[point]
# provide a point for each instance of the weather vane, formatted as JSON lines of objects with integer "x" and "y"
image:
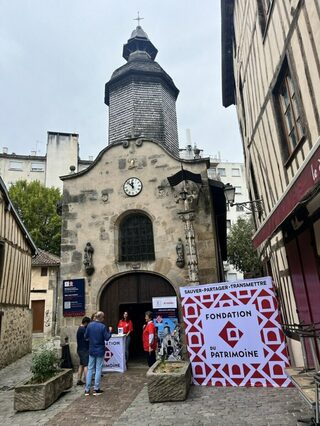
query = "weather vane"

---

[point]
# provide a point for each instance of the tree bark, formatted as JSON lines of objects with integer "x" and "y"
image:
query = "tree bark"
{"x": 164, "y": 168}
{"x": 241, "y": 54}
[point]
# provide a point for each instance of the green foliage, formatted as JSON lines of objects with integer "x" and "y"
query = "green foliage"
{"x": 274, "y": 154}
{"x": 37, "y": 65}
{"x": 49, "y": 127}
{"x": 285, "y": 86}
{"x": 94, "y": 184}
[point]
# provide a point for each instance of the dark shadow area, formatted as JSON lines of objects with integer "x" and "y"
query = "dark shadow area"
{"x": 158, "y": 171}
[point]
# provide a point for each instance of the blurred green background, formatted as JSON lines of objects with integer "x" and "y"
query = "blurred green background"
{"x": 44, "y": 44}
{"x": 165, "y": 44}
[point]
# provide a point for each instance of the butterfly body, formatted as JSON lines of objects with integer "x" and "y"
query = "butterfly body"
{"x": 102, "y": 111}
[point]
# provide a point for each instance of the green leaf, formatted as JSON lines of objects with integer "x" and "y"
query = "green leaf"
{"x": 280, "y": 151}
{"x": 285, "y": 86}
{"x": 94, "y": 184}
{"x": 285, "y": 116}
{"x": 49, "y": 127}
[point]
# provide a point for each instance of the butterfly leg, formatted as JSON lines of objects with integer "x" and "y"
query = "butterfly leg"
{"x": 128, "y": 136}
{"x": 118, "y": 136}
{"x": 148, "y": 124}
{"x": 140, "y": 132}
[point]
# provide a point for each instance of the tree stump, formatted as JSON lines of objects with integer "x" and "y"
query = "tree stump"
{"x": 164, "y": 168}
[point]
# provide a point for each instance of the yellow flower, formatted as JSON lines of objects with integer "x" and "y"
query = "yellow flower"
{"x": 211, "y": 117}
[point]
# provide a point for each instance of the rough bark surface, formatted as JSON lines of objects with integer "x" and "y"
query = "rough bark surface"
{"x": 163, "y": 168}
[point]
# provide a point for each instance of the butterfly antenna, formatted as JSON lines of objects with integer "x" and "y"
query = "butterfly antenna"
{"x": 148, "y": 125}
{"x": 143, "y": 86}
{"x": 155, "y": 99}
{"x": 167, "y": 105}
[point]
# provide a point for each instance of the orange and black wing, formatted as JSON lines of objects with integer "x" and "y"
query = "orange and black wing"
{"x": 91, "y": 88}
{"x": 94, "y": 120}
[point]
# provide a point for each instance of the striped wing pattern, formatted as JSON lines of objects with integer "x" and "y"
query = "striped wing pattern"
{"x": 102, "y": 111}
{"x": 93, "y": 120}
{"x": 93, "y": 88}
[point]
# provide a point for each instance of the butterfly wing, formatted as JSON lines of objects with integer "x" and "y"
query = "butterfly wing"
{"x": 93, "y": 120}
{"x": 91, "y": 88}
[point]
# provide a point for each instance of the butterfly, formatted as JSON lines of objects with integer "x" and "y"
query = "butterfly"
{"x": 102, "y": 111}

Problem: In the listing above, find each line with the word "vane" and copy it out.

Response to this exercise:
# provide a point for each instance of the weather vane, formatted as JSON lines of objects with integer "x" and "y"
query = "weather vane"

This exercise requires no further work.